::: Passage
Sectioning someone under the Mental Health Act – denying them their liberty – should only be done when a person is a risk either to themselves or others. It is a legal process led by a social worker (an approved mental health professional) working alongside 2 doctors. A patient cannot be sectioned purely to secure a bed, but this survey suggests doctors are being influenced towards detaining someone if it’ll make it more likely a bed can be accessed.

The key findings include:

  • Some 18% said their decision to detain a patient under the Mental Health Act (section someone) had been influenced by the fact that doing so might make the provision of a bed more likely; 37% said a colleague’s decision had been similarly influenced
  • One-in-four said a bed manager had told them that unless their patient had been sectioned they would not get a bed
  • Almost 30% have sent a critically-ill patient home because no bed could be found
  • A third had seen a patient admitted to a ward without a bed
  • And 22% had been forced to send a child more than 200 miles from their families for treatment

Doctors also reported sending adult patients long distances to access care and admitting people into a bed belonging to another patient who had been sent home for a period of trial leave.
::::::
::: Records provided
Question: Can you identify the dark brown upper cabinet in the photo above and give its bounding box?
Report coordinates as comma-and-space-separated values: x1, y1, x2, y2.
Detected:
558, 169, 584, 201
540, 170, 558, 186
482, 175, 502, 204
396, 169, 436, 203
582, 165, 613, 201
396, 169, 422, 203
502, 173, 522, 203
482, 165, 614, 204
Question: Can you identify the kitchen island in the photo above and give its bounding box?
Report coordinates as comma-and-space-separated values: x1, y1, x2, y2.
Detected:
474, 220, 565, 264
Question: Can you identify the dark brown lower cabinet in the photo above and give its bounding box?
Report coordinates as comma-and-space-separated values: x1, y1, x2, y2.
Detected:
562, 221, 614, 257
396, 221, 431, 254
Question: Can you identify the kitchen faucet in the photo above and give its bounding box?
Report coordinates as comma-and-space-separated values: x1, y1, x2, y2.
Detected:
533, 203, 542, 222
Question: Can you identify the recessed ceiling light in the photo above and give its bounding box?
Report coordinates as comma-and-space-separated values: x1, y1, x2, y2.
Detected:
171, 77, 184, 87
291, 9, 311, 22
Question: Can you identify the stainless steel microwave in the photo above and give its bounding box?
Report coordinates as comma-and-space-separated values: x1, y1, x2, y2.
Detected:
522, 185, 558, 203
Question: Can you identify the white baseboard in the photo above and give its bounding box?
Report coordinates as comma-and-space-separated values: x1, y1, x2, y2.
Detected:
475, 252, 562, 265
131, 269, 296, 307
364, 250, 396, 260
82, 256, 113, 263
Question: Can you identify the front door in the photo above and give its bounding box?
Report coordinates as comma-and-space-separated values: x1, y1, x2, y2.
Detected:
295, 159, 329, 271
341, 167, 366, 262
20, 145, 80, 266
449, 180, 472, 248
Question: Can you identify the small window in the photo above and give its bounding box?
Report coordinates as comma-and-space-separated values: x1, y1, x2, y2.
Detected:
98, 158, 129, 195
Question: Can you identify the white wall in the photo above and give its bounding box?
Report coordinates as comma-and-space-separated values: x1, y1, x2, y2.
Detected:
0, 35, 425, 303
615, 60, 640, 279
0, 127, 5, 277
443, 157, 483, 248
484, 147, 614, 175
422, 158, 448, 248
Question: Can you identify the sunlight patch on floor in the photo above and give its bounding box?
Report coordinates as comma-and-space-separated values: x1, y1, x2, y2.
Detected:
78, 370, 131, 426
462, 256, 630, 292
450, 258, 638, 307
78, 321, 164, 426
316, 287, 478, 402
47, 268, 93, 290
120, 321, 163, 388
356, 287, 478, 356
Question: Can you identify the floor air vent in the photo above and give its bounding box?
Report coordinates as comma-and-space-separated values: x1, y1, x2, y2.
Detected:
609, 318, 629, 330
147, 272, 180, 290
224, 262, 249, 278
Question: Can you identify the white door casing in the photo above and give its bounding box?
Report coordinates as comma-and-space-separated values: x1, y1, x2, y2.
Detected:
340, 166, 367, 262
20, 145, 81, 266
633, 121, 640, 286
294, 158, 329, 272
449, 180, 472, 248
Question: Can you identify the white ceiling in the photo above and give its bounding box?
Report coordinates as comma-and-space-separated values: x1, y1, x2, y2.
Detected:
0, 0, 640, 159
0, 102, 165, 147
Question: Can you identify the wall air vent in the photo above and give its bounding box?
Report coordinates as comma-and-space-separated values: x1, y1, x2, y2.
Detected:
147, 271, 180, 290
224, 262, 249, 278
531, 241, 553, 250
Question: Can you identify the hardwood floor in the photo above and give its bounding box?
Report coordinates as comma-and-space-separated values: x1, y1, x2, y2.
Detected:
::::::
◆ **Exercise**
Retype the passage on sectioning and bed shortages between "Sectioning someone under" and "can be accessed.", inclusive. Rely only on the passage on sectioning and bed shortages.

◆ **Your solution**
Sectioning someone under the Mental Health Act – denying them their liberty – should only be done when a person is a risk either to themselves or others. It is a legal process led by a social worker (an approved mental health professional) working alongside 2 doctors. A patient cannot be sectioned purely to secure a bed, but this survey suggests doctors are being influenced towards detaining someone if it’ll make it more likely a bed can be accessed.